_EXERCISE REQUIREMENTS:_ Starting from the first line below, repeat the data exactly through to the last.

_THE RECORDS:_

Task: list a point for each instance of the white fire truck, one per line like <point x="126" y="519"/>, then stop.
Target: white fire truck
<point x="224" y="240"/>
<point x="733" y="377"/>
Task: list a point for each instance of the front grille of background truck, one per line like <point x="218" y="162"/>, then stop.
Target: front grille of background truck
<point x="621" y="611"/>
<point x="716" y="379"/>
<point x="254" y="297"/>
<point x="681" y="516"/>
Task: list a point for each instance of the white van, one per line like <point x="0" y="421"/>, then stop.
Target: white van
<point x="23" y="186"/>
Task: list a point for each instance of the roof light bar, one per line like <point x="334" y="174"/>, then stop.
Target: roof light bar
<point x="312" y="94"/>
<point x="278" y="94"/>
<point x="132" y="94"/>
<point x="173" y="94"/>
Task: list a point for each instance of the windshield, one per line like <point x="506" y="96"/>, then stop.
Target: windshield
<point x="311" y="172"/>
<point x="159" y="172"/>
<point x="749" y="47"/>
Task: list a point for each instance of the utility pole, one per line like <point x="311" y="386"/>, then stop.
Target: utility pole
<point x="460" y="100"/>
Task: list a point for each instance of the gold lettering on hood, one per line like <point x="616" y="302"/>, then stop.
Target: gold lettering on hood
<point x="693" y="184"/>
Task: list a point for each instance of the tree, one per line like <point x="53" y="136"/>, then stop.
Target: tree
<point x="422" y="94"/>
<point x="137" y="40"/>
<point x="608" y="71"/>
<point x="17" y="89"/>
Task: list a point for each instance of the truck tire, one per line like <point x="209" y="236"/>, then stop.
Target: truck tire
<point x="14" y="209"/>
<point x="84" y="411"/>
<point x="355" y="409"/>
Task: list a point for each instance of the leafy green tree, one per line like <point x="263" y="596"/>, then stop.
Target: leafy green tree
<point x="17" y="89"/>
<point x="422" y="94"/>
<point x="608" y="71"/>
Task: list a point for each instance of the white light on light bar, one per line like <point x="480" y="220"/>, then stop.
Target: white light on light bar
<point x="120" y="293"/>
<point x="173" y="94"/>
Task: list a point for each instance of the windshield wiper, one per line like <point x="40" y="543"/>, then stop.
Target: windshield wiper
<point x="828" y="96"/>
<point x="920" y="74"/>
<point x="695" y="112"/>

_FINISHED TASK:_
Task: list a point for each instance of the white fire truck, one per line like <point x="126" y="519"/>, then stop.
Target: white fire truck
<point x="224" y="240"/>
<point x="733" y="377"/>
Task: list a point for each instance of the front grille of background truck, one per line like <point x="218" y="162"/>, then stop.
Target: front grille of background truck
<point x="621" y="611"/>
<point x="716" y="379"/>
<point x="254" y="297"/>
<point x="681" y="516"/>
Task: list a point for each instance of the white van, one per line like <point x="0" y="421"/>, then stop.
Target: white van
<point x="23" y="186"/>
Task: list a point for each instance of the roof light bar, one per line like <point x="334" y="174"/>, then stop.
Target: roof light bar
<point x="312" y="94"/>
<point x="278" y="94"/>
<point x="132" y="94"/>
<point x="173" y="94"/>
Task: list a point for each instance of the windshield, one per line like <point x="506" y="96"/>, then stop.
Target: windshield
<point x="311" y="172"/>
<point x="159" y="172"/>
<point x="749" y="47"/>
Task: list a point for each instance of the utility pole, one per line like <point x="311" y="386"/>, then stop.
Target: utility pole
<point x="460" y="100"/>
Task: list a point for each instance of the gold lettering on hood, one per line like <point x="616" y="302"/>, then stop.
Target: gold lettering on hood
<point x="693" y="184"/>
Task: list a point for each instance of the tree, one per line like <point x="53" y="136"/>, then stop.
Target: tree
<point x="422" y="94"/>
<point x="137" y="40"/>
<point x="608" y="71"/>
<point x="17" y="89"/>
Task: list a point for each instance of the truck tire, one per line like <point x="209" y="236"/>, then stop.
Target: truck tire
<point x="14" y="209"/>
<point x="84" y="411"/>
<point x="355" y="409"/>
Task: list a point for each instance of the leafy green tree, one per line like <point x="263" y="596"/>, then stop.
Target: leafy green tree
<point x="17" y="89"/>
<point x="422" y="94"/>
<point x="608" y="71"/>
Task: list a point for each instance of the white light on light bar, one per line like <point x="480" y="220"/>, then stop.
Target: white light on light bar
<point x="120" y="293"/>
<point x="173" y="94"/>
Task: list a point for each instance of the windshield wiper, one per line like <point x="40" y="543"/>, then stop.
Target: windshield wiper
<point x="828" y="96"/>
<point x="920" y="74"/>
<point x="695" y="112"/>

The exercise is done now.